Task statement: Below are records. Find each line in them that holds the word "scrollwork" and copy it.

(Records contained in a dataset)
----
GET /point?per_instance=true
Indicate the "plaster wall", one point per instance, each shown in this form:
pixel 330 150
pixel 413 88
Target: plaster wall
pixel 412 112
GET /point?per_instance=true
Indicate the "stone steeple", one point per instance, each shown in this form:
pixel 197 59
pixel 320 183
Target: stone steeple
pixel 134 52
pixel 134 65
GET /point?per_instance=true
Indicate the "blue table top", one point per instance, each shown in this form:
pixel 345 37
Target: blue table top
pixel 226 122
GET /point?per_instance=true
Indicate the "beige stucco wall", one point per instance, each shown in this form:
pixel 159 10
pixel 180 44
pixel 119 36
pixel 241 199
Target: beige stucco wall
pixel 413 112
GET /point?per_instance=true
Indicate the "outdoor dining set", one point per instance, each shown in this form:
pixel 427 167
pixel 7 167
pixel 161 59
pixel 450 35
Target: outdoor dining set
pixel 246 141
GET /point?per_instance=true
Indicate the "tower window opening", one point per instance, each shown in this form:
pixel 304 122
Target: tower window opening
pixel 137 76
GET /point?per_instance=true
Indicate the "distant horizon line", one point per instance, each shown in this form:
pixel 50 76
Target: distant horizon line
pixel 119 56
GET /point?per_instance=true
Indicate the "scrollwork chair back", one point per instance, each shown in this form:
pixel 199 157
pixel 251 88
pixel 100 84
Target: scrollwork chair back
----
Written response:
Indicate the "scrollwork chair back", one point per instance, each shown in this form:
Target: scrollwork chair back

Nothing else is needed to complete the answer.